Quoted text |

☆ ☆ ☆ ☆ ☆ ☆ ☆

Taking Offense Raised To Status Of National Indoor Sport: Kunal Kamra To SC

Kunal Kamra said his jokes are not meant as insults but intend to draw attention to issues of public importance.

The public's faith in the judiciary is founded on the institution's own actions, and not on any criticism or commentary about it, stand-up comic Kunal Kamra told the Supreme Court in response to a contempt plea filed against him.

"Irreverence and hyperbole are essential tools for the comedic enterprise. A comic raises questions on issues of public interest in their own unique way. The language and style I resort to are not with the intention to insult, but to draw attention to and prompt an engagement with issues that I believe are relevant to our democracy and which have also been raised in the public domain by more serious and learned commentators," Kamra said.

The Supreme Court on December 18, 2020, decided to initiate proceedings of criminal contempt against Kamra. Contempt proceedings have also been initiated against illustrator Rachita Taneja of the sanitary panel fame.

The Attorney General KK Venugopal on November 12 and December 9 gave consent for the initiation of contempt proceedings against Kamra and Taneja respectively. While giving consent—twice in Kamra's case—the AG observed that a series of tweets Kamra published criticising the judiciary and Justice DY Chandrachud in particular, had crossed a line between humour and contempt.

☆ ☆ ☆ ☆ ☆ ☆ ☆

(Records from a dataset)
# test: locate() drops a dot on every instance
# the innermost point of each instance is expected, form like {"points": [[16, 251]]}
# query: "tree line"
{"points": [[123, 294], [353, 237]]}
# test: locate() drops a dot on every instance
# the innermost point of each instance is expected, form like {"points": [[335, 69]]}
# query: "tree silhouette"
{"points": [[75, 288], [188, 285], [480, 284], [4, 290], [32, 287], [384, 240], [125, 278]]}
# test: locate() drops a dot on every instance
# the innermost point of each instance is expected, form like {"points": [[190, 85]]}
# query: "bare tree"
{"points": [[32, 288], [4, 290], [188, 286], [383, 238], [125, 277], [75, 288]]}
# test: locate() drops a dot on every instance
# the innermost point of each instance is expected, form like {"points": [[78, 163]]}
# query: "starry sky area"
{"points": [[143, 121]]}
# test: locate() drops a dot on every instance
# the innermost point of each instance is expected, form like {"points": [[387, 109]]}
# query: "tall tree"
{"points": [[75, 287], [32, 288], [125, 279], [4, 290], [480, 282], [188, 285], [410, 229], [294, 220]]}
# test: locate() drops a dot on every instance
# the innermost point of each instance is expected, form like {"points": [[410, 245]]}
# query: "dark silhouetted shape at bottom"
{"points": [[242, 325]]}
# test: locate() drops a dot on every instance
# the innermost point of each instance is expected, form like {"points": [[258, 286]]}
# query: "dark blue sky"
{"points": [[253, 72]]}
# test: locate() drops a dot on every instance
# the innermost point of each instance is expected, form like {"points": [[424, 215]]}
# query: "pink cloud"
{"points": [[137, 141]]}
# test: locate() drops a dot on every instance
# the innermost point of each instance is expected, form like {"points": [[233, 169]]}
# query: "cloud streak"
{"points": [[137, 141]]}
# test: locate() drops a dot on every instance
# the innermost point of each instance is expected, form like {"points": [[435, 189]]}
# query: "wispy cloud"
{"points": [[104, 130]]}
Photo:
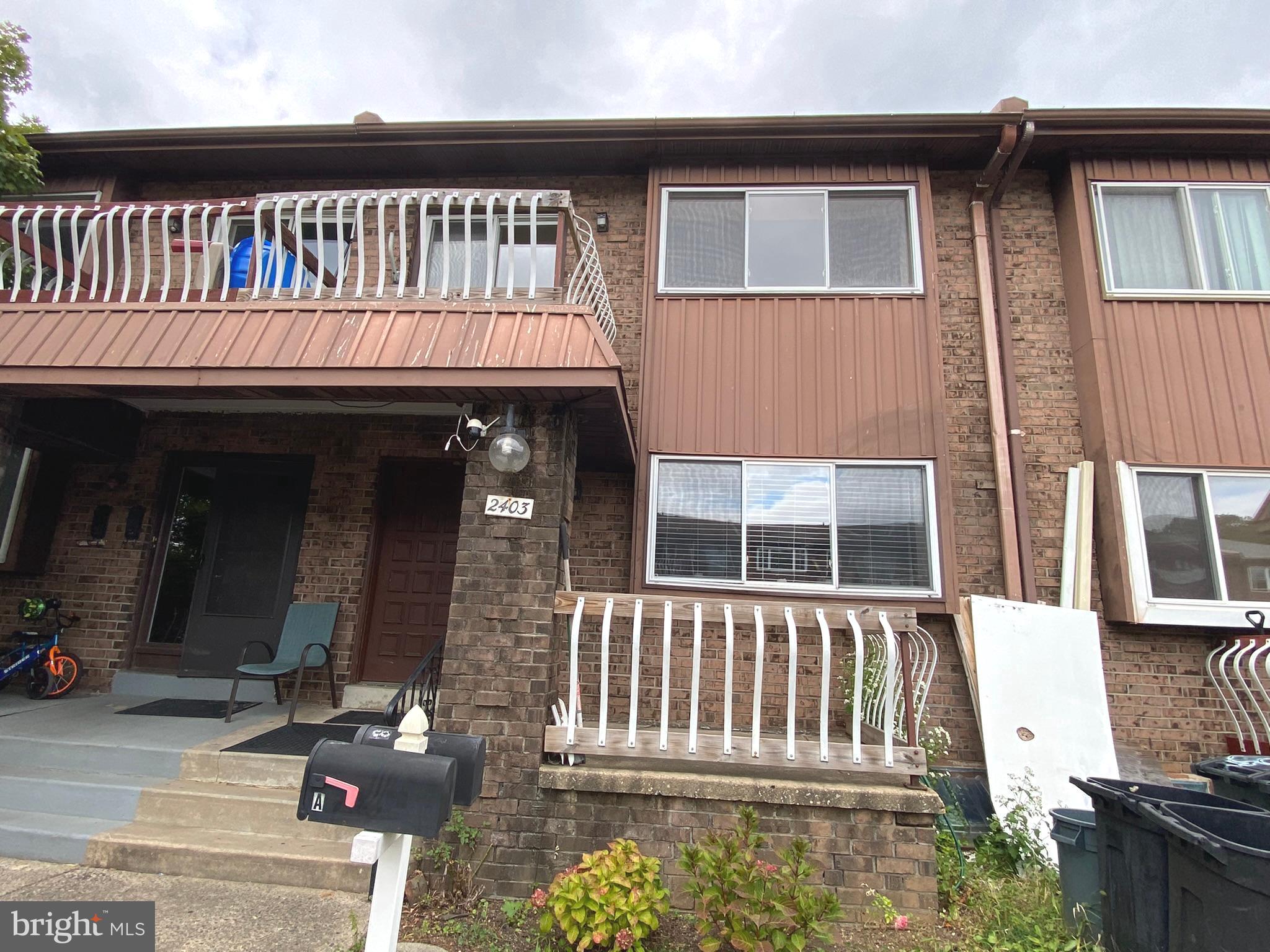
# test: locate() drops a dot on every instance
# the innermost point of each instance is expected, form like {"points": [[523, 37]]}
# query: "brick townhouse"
{"points": [[788, 386]]}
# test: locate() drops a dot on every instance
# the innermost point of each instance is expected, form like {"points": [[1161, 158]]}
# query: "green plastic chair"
{"points": [[309, 625]]}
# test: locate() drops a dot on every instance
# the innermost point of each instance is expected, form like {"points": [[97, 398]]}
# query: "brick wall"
{"points": [[103, 584], [856, 850], [1158, 696], [500, 645]]}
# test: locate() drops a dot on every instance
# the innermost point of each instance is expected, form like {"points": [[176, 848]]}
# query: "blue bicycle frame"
{"points": [[29, 654]]}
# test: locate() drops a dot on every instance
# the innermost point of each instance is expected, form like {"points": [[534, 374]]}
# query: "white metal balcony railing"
{"points": [[1235, 669], [378, 244], [887, 690]]}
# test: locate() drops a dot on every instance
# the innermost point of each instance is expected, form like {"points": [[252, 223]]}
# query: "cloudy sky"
{"points": [[219, 63]]}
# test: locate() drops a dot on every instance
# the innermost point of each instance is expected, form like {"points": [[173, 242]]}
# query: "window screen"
{"points": [[883, 535], [793, 517], [698, 519], [870, 243], [705, 242]]}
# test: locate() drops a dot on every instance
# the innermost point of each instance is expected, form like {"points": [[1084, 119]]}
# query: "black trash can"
{"points": [[1078, 871], [1133, 858], [1219, 879], [1241, 777]]}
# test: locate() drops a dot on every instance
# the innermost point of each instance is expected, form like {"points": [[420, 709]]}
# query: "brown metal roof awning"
{"points": [[422, 351]]}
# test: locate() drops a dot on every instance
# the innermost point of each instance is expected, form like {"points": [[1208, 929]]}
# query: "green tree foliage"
{"points": [[19, 162]]}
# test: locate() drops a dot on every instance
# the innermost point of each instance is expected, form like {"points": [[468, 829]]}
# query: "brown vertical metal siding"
{"points": [[790, 376], [798, 376], [1171, 382]]}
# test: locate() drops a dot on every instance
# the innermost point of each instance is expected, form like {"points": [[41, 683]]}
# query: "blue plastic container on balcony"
{"points": [[241, 265]]}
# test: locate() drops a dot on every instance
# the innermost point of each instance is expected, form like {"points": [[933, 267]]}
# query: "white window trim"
{"points": [[936, 589], [1104, 245], [1147, 609], [915, 231]]}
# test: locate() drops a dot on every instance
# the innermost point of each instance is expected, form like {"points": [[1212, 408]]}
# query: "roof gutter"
{"points": [[985, 195]]}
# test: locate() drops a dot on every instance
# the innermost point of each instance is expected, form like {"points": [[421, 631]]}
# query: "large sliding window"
{"points": [[1204, 535], [865, 527], [853, 239], [1189, 239]]}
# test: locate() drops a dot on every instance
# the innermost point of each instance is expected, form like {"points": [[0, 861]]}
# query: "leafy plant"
{"points": [[1013, 844], [19, 162], [454, 861], [752, 904], [515, 910], [610, 899], [883, 906]]}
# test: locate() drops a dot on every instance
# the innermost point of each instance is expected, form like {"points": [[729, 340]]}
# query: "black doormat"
{"points": [[358, 718], [187, 707], [294, 741]]}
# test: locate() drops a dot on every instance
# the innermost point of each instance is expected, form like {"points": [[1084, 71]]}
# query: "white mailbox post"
{"points": [[391, 851]]}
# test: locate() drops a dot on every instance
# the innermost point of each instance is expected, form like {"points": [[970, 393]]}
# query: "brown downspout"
{"points": [[1015, 433], [984, 272]]}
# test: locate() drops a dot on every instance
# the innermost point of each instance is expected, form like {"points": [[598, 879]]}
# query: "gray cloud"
{"points": [[211, 63]]}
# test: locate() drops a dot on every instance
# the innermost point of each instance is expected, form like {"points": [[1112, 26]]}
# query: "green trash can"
{"points": [[1076, 834], [1238, 777]]}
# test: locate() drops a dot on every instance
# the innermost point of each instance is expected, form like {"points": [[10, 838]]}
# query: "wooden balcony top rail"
{"points": [[901, 617]]}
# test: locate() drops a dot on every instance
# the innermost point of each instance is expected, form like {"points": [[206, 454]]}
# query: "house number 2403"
{"points": [[510, 507]]}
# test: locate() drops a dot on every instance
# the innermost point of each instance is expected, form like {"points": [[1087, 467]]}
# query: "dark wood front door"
{"points": [[248, 564], [417, 532]]}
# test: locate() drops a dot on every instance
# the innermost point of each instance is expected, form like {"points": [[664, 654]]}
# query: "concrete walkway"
{"points": [[202, 915]]}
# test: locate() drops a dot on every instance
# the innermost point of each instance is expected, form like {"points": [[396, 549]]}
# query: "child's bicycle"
{"points": [[51, 672]]}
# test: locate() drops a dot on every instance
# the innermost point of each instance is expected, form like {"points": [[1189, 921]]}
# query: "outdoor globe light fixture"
{"points": [[510, 451]]}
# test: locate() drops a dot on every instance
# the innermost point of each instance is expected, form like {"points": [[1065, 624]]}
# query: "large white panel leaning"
{"points": [[1042, 700]]}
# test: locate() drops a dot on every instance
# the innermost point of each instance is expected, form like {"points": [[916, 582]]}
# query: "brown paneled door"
{"points": [[417, 532]]}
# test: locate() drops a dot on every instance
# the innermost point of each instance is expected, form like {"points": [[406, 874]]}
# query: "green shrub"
{"points": [[611, 899], [752, 904], [1013, 843]]}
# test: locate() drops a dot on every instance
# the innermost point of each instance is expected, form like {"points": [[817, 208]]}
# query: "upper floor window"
{"points": [[1189, 239], [854, 239], [794, 524], [1202, 537]]}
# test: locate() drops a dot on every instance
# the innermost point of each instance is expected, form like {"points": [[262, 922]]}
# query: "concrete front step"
{"points": [[86, 757], [368, 696], [51, 790], [223, 855], [223, 806], [55, 838]]}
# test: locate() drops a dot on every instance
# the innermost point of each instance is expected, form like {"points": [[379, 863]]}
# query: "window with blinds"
{"points": [[856, 238], [798, 524]]}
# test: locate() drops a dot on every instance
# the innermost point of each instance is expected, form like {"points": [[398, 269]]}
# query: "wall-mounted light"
{"points": [[510, 451]]}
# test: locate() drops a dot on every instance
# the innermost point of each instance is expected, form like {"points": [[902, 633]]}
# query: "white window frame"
{"points": [[915, 231], [933, 535], [1150, 610], [1191, 236]]}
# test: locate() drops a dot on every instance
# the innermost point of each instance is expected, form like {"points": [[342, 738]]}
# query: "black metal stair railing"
{"points": [[419, 689]]}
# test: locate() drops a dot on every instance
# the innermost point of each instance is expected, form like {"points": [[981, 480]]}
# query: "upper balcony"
{"points": [[455, 296], [370, 245]]}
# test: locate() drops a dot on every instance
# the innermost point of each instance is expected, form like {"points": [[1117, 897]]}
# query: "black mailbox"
{"points": [[468, 749], [378, 788]]}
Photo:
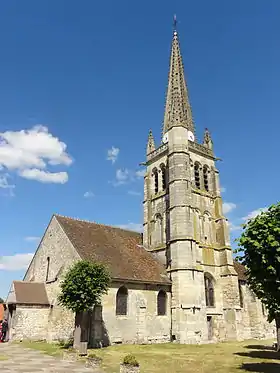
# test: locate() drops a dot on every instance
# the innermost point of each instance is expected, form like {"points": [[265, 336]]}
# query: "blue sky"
{"points": [[81, 78]]}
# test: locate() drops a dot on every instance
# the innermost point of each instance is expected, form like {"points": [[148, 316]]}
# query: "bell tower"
{"points": [[184, 224]]}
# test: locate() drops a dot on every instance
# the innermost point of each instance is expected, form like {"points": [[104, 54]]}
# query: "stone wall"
{"points": [[55, 246], [29, 322]]}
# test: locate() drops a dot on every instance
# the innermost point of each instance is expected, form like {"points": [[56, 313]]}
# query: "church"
{"points": [[176, 282]]}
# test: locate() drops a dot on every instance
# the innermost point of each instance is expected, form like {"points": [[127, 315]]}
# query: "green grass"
{"points": [[229, 357]]}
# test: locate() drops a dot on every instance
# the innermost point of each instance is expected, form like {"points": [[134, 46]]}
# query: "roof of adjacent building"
{"points": [[119, 249], [30, 293]]}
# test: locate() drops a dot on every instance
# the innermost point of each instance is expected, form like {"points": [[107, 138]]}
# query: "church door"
{"points": [[210, 327]]}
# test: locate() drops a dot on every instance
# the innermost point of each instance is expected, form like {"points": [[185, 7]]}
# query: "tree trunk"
{"points": [[81, 332], [277, 320]]}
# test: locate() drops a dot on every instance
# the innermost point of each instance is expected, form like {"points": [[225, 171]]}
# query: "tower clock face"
{"points": [[165, 138], [190, 136]]}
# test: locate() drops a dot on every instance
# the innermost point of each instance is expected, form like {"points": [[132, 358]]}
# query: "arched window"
{"points": [[161, 303], [163, 176], [121, 301], [48, 268], [155, 172], [197, 175], [241, 299], [158, 238], [205, 178], [209, 290]]}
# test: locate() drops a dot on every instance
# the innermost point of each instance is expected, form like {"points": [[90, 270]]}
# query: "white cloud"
{"points": [[4, 182], [112, 154], [89, 194], [15, 262], [140, 173], [44, 176], [228, 207], [254, 213], [123, 176], [134, 193], [28, 152], [132, 227], [32, 238]]}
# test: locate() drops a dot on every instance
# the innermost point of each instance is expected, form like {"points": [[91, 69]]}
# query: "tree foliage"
{"points": [[259, 246], [83, 286]]}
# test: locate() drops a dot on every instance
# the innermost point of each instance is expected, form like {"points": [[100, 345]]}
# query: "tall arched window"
{"points": [[155, 172], [158, 230], [161, 303], [163, 176], [205, 178], [121, 301], [48, 268], [197, 175], [209, 290]]}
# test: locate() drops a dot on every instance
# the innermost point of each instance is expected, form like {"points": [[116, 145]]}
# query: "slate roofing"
{"points": [[30, 293], [121, 250]]}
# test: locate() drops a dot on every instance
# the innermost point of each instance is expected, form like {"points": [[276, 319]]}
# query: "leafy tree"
{"points": [[259, 246], [82, 289]]}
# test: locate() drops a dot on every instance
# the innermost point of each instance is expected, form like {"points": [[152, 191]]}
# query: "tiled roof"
{"points": [[120, 250], [240, 269], [30, 293]]}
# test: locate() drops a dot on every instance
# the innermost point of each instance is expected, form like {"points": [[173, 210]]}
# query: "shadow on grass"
{"points": [[260, 347], [261, 355], [261, 367]]}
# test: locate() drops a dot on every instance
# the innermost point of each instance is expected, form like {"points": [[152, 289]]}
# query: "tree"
{"points": [[81, 290], [259, 246]]}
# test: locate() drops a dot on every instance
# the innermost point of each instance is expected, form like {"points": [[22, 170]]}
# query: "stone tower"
{"points": [[184, 223]]}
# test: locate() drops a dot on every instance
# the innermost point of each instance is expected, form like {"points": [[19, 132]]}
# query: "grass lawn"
{"points": [[230, 357]]}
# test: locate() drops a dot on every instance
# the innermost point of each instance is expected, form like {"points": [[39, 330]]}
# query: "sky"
{"points": [[81, 84]]}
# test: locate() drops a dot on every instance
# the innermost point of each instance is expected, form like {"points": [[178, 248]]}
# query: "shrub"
{"points": [[130, 360]]}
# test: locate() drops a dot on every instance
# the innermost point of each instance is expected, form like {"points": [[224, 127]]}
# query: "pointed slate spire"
{"points": [[207, 140], [151, 143], [177, 107]]}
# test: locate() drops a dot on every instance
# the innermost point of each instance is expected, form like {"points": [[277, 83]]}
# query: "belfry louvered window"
{"points": [[121, 301]]}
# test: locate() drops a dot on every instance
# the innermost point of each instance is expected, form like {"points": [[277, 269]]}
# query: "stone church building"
{"points": [[176, 282]]}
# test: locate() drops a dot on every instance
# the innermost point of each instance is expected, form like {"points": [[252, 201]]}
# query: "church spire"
{"points": [[177, 107]]}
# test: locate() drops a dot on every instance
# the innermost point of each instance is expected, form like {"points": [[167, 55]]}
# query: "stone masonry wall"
{"points": [[29, 323], [59, 249], [141, 324]]}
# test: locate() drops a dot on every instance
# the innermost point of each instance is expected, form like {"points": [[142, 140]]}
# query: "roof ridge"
{"points": [[96, 223]]}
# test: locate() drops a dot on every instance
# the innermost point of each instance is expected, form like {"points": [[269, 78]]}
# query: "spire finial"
{"points": [[177, 105], [174, 23]]}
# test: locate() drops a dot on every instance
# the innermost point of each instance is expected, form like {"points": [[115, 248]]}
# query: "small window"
{"points": [[161, 303], [156, 180], [163, 176], [121, 301], [209, 291], [48, 268], [205, 178], [241, 298], [197, 175]]}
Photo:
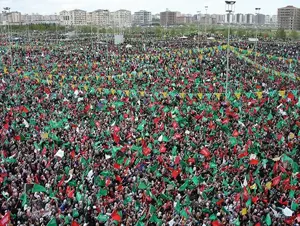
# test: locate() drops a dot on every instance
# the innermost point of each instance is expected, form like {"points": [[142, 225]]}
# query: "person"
{"points": [[103, 135]]}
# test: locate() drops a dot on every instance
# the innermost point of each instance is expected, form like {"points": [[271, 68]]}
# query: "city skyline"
{"points": [[214, 6]]}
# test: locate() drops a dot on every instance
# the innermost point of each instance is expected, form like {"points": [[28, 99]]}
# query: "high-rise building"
{"points": [[100, 17], [249, 19], [260, 19], [73, 17], [120, 18], [142, 18], [289, 18], [239, 18], [12, 18], [168, 18]]}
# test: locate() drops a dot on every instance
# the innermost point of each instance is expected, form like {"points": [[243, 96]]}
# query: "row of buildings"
{"points": [[287, 18]]}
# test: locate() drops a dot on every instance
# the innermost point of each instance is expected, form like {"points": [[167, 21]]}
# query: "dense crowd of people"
{"points": [[147, 134]]}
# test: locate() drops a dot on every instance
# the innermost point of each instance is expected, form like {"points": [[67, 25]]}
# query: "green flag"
{"points": [[268, 220], [102, 218], [52, 222]]}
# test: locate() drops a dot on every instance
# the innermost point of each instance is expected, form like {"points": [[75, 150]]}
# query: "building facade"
{"points": [[142, 18], [120, 18], [260, 19], [168, 18], [240, 19], [289, 18], [12, 18], [100, 18], [249, 19]]}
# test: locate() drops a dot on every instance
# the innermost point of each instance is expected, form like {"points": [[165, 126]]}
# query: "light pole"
{"points": [[206, 8], [199, 19], [257, 10], [229, 10], [7, 9]]}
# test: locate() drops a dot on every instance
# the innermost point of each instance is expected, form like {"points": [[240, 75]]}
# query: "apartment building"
{"points": [[289, 18], [142, 18]]}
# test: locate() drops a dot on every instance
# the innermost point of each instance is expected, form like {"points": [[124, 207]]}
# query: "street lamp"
{"points": [[257, 10], [199, 19], [229, 10], [206, 7], [7, 9]]}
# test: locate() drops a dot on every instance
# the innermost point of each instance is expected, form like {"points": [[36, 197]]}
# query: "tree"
{"points": [[241, 32], [281, 34], [294, 35]]}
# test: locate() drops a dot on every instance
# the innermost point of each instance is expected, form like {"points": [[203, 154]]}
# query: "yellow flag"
{"points": [[268, 185], [282, 93], [44, 135], [218, 95], [200, 95], [259, 95], [238, 95], [244, 211]]}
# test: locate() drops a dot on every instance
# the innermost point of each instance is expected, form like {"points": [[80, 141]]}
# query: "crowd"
{"points": [[147, 135]]}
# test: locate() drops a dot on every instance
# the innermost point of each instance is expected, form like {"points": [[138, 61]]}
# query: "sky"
{"points": [[44, 7]]}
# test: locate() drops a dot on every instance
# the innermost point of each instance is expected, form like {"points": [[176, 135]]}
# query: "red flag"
{"points": [[177, 160], [235, 133], [254, 162], [87, 108], [216, 223], [276, 180], [47, 90], [162, 148], [24, 109], [116, 138], [5, 220], [62, 180], [74, 223], [205, 152], [146, 151], [175, 173], [72, 154], [243, 154], [117, 166], [275, 167], [245, 194], [115, 216], [254, 199]]}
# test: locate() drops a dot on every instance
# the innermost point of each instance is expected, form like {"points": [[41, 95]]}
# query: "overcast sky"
{"points": [[155, 6]]}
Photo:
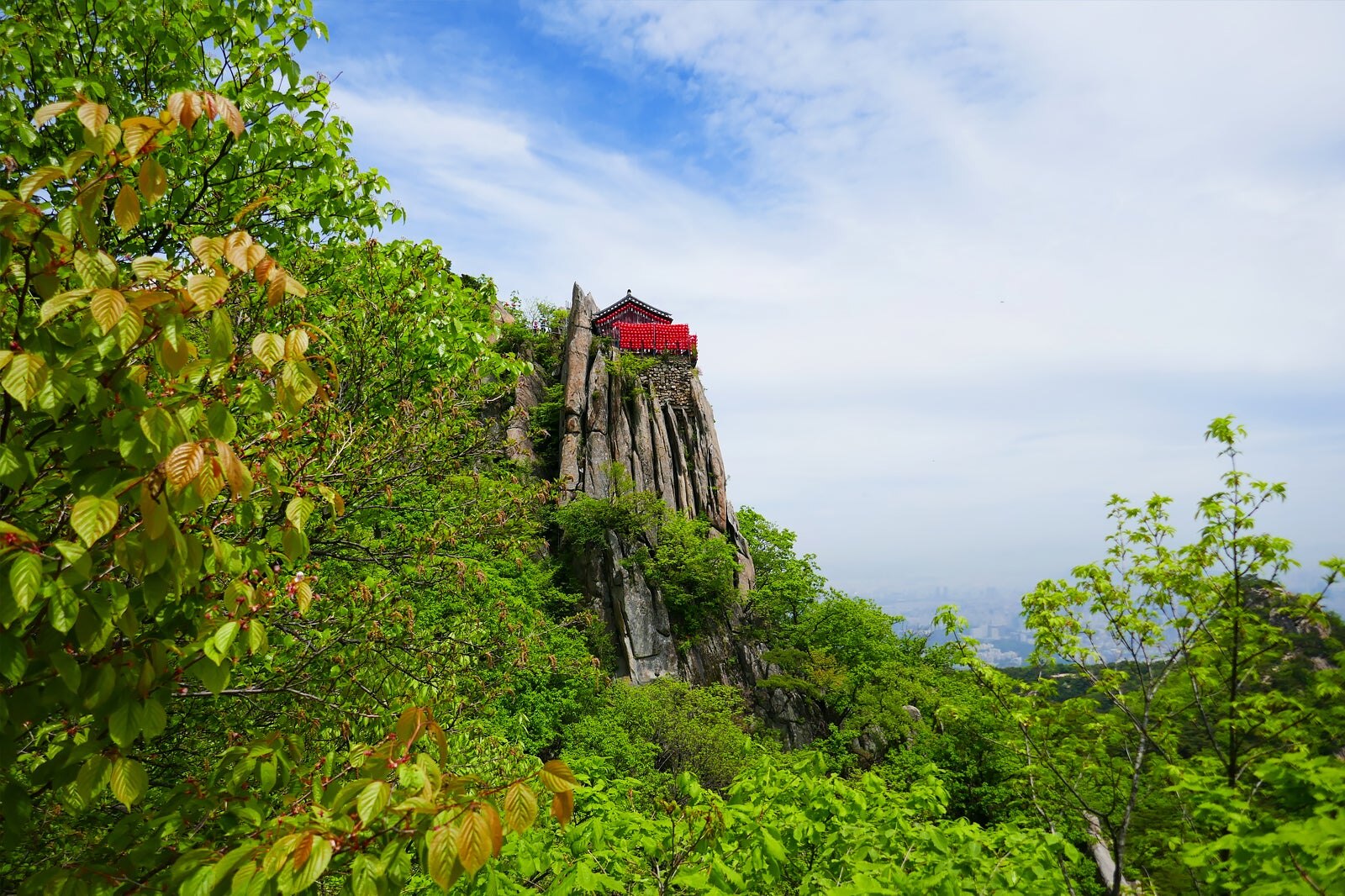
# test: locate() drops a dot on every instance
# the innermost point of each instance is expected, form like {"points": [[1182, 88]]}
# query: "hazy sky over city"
{"points": [[959, 271]]}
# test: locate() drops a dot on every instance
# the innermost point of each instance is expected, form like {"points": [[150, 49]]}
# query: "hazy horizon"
{"points": [[959, 271]]}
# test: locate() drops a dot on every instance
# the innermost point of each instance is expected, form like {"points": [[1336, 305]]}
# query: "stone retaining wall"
{"points": [[670, 380]]}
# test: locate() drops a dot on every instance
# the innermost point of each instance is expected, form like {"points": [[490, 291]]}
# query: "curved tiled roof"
{"points": [[631, 300]]}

☆ ☆ ☆ ☆ ☆ ☆ ☆

Goal |
Pick up the article about Kunal Kamra's reply to the Supreme Court contempt plea right after its last sentence and carry it forward.

Response to the exercise |
The top court is slated to hear the matter in this case on Friday.

Also Read: Kunal Kamra, Rachita Taneja To Be Tried For Contempt: SC Issues Notice

BOOM has reproduced excerpts of the reply below:

"I believe there need be no defence for jokes. Jokes are based on a comedian's perspective, which they use to make the audience that shares the same perception laugh. These jokes are not reality and don't claim to be so. Most people do not react to jokes that don't make them laugh; ignore them like our political leaders ignore critics. That is where the life of a joke must end. The truth about the attention economy is that the more attention one gives to criticism or ridicule, the more credible it appears to be."

"My tweets were not published with the intention of diminishing the faith of the people in the highest court of our democracy. It is funny though, how little faith petitioner appears to have in the people of this country. The suggestion that my tweets could shake the foundations of the most powerful court in the world is an over-estimation of my abilities."

"Through my work, I attempt to abide by comedy's tenet of comforting the afflicted, and afflicting the comfortable. Take for instance the joke 'Behind every successful Indian businessman there is a nationalised bank'. The humour attempts to blunt the grimness of the situation, and offers a measure of comfort to the afflicted, including families of citizens who find themselves unable to withdraw their hard-earned money from their bank accounts."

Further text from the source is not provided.